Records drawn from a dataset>
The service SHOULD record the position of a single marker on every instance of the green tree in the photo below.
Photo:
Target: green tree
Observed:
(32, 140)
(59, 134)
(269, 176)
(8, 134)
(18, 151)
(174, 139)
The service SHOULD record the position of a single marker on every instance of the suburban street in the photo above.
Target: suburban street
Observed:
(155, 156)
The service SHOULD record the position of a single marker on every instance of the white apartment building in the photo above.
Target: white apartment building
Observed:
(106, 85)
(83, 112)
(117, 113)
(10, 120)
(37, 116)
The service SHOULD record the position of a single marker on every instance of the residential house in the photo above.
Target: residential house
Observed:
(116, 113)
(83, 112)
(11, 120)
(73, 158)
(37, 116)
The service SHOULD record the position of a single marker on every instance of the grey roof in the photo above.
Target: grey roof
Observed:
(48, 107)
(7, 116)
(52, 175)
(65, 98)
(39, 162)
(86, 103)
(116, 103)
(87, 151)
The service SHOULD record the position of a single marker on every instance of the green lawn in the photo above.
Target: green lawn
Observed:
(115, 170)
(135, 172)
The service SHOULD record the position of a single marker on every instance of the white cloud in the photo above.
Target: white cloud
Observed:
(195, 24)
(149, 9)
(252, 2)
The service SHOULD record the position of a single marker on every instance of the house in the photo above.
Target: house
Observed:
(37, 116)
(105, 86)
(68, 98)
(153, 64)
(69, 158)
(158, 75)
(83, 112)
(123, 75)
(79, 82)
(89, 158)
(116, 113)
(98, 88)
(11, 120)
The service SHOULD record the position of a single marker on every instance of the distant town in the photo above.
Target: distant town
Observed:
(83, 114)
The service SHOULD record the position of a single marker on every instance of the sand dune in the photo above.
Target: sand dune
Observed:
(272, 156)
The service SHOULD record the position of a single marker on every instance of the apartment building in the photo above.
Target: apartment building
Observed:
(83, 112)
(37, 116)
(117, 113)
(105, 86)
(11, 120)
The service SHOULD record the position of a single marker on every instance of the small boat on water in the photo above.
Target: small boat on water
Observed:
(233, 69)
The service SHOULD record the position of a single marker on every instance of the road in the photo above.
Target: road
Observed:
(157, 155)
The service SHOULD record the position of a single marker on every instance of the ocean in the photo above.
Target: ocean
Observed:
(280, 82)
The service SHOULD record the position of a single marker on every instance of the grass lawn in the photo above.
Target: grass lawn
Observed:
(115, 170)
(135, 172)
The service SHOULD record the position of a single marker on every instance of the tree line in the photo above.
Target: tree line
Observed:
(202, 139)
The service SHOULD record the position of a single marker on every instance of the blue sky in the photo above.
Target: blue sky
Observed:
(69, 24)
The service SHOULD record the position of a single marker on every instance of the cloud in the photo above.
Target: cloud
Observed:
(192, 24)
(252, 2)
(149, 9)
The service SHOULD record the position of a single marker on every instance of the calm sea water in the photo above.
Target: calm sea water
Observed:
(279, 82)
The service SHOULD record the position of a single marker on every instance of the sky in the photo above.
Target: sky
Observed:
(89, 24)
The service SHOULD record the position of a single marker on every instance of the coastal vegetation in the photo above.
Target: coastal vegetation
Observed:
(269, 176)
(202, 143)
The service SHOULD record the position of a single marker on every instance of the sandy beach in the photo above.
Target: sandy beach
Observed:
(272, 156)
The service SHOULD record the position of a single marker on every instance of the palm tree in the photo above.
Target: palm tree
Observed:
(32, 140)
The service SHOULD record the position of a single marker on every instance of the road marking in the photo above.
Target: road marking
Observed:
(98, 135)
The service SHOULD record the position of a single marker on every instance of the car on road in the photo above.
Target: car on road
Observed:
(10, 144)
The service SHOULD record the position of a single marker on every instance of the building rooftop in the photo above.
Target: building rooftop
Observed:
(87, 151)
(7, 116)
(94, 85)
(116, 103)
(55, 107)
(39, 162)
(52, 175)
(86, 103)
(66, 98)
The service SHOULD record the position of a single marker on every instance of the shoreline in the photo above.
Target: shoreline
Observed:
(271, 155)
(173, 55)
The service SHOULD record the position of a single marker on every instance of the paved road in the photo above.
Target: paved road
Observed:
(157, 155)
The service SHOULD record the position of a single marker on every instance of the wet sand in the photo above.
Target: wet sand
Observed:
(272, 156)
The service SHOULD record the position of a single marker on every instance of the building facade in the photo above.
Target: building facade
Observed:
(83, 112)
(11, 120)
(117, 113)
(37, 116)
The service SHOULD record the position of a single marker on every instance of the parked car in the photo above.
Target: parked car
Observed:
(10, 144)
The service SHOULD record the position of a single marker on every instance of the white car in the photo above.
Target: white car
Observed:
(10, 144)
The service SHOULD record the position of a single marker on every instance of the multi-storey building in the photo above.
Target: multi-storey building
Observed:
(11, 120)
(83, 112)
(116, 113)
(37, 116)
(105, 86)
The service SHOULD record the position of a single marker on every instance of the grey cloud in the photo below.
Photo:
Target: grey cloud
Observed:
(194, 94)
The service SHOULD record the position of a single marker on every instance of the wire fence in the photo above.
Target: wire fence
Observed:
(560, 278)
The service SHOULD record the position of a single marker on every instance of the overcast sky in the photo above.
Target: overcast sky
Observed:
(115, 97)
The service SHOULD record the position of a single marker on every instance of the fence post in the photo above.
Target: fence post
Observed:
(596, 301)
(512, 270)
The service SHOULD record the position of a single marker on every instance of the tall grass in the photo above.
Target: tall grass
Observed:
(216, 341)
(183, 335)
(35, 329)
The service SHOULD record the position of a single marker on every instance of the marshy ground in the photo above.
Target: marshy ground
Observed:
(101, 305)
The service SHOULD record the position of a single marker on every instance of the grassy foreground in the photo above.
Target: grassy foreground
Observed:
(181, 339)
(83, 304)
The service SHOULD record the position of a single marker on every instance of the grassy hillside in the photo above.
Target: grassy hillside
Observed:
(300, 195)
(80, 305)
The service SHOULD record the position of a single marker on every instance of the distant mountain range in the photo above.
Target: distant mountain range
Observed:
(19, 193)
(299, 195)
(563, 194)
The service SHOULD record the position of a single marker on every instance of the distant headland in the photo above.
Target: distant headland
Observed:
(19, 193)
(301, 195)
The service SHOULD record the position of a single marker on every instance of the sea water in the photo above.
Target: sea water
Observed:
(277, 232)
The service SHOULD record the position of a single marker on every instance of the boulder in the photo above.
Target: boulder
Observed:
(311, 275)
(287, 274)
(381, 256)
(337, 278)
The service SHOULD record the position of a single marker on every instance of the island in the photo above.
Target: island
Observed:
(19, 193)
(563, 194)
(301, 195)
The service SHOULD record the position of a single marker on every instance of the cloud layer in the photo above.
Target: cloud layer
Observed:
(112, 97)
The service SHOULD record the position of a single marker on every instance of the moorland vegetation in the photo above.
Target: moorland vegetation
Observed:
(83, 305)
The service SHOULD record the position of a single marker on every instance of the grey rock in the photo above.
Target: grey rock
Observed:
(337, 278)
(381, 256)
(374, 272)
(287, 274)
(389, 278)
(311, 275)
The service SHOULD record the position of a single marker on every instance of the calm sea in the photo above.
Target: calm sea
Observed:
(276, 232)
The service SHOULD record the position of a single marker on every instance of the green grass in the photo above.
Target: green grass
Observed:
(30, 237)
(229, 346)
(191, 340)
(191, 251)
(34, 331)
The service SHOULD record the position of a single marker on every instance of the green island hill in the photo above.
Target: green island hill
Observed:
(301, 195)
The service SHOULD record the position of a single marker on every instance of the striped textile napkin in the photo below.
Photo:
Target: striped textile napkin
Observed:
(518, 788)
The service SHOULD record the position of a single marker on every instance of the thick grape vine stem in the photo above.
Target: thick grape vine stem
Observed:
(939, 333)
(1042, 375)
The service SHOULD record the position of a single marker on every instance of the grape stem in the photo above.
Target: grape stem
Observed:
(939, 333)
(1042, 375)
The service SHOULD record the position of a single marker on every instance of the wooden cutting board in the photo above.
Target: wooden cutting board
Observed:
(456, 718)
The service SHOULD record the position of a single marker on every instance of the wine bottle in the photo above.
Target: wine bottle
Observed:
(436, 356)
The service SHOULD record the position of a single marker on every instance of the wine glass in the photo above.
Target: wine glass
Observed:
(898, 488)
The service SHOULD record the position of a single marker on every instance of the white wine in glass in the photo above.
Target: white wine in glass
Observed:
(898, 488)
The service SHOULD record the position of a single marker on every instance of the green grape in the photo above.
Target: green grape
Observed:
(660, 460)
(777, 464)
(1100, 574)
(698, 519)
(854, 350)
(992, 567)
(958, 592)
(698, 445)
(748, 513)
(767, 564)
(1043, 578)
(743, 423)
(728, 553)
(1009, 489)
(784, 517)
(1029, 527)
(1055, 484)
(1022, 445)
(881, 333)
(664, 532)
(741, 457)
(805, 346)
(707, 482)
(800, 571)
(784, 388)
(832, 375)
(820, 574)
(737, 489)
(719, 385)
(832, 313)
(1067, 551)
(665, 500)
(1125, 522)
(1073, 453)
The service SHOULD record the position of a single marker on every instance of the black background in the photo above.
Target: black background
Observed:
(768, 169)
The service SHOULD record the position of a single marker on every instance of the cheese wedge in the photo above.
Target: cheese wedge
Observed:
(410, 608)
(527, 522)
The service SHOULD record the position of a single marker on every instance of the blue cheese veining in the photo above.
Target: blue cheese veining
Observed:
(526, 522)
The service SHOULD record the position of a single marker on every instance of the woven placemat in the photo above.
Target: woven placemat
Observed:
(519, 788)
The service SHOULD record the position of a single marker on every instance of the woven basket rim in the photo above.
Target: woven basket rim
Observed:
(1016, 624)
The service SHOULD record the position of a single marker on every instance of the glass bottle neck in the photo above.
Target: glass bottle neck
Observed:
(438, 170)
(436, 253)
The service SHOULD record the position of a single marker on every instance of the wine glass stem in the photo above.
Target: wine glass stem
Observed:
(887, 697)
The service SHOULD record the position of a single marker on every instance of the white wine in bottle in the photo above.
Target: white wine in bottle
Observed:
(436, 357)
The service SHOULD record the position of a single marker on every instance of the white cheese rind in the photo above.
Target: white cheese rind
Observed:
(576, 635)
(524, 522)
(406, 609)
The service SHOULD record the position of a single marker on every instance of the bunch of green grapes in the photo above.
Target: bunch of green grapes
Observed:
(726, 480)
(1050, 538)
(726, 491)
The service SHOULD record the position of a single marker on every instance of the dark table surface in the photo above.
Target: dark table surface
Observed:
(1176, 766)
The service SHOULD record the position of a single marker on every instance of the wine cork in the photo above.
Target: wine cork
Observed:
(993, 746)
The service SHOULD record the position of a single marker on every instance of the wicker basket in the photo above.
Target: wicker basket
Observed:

WORK TO COMPLETE> Would you retype the lines above from the one with "Target: small boat on water" down to the one with "ocean in the photo above.", word for word, both ends included and no other lines?

SOLUTION TO THIS EXERCISE>
Target: small boat on water
Observed:
(233, 69)
The service SHOULD record the position of a single marker on every instance of the road in the photo above.
Target: road
Observed:
(157, 155)
The service SHOULD record the position of a single marker on every instance of the ocean in the photo above.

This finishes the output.